(Source data)
————————
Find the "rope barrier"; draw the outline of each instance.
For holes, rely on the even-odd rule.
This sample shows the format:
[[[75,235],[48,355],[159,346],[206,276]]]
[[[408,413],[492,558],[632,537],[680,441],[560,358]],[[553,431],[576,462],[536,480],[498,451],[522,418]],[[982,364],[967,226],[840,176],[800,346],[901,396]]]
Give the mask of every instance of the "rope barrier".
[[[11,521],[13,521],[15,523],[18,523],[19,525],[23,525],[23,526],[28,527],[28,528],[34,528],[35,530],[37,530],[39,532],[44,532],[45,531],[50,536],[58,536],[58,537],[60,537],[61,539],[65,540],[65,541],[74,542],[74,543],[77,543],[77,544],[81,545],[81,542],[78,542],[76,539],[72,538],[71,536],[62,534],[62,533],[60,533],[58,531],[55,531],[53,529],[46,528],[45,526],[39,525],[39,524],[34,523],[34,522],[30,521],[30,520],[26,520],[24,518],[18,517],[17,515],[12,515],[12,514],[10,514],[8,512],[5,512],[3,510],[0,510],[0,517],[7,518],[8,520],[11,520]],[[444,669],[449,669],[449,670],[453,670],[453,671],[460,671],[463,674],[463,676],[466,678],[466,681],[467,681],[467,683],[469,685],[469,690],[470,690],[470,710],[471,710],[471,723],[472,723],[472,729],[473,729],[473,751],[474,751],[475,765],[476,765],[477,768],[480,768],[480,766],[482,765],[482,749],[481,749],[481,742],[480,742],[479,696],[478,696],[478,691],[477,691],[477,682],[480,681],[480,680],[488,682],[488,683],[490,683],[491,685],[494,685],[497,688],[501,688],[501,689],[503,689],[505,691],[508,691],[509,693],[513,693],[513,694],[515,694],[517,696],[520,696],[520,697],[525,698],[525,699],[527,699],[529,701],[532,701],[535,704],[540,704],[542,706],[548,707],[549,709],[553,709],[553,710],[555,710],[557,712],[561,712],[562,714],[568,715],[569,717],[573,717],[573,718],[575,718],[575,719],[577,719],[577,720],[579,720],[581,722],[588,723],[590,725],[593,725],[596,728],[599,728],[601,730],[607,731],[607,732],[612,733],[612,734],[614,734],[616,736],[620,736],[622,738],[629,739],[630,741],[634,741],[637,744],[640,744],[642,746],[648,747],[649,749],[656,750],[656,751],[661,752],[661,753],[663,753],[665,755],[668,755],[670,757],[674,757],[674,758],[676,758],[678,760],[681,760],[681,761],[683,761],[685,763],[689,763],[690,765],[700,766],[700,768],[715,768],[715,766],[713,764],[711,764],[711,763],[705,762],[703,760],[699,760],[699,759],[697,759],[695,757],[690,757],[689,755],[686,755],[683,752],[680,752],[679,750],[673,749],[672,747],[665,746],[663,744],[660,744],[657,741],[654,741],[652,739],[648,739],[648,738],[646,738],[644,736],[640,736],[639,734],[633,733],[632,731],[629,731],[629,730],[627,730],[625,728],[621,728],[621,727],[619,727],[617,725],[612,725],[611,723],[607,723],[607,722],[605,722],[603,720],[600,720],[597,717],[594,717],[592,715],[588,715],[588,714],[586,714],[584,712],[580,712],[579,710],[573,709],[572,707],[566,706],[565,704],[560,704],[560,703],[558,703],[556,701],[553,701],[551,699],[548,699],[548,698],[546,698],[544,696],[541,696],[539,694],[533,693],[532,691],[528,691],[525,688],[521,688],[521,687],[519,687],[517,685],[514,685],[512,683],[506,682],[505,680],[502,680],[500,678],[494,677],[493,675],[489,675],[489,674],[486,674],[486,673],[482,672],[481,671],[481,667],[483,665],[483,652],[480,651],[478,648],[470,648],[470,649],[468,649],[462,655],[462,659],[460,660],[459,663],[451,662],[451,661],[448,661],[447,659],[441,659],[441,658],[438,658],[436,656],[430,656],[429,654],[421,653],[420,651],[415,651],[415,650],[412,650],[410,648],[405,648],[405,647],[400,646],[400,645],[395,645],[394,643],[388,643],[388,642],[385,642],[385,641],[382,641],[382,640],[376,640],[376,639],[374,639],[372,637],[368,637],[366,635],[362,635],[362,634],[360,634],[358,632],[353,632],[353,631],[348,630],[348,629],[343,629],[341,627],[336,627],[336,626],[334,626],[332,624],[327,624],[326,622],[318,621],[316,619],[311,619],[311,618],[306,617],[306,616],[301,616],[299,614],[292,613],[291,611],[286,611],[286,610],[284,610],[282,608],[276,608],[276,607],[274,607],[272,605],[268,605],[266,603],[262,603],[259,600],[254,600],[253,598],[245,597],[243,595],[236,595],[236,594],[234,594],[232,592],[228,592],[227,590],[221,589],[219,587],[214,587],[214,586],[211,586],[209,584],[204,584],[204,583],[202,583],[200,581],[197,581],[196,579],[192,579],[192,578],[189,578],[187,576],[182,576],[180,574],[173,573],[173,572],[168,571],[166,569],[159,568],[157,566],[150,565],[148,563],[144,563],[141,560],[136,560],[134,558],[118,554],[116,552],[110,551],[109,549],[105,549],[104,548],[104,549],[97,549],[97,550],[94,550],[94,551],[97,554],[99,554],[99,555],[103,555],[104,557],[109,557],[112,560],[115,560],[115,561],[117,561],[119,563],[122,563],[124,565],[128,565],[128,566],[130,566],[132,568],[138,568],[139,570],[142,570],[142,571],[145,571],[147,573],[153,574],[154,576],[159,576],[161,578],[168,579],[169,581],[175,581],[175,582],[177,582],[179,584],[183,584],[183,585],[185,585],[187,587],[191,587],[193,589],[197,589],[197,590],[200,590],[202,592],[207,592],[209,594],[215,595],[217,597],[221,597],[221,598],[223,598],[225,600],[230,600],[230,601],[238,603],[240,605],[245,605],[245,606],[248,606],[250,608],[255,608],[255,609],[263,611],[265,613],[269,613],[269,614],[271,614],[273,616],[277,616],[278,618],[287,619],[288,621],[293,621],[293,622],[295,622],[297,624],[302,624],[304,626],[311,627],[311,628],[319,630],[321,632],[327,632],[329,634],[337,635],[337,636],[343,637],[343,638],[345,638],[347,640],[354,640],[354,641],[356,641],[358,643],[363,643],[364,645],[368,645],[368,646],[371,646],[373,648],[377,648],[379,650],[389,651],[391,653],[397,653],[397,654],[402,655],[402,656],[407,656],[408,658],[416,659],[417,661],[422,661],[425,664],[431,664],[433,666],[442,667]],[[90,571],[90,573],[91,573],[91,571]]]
————————
* **Your assignment**: Scan the data above for the string "instance". Copy every line in which it appears.

* **Your solution**:
Find the "rope barrier"; draw the outline of each instance.
Give the mask of every instance of the "rope barrier".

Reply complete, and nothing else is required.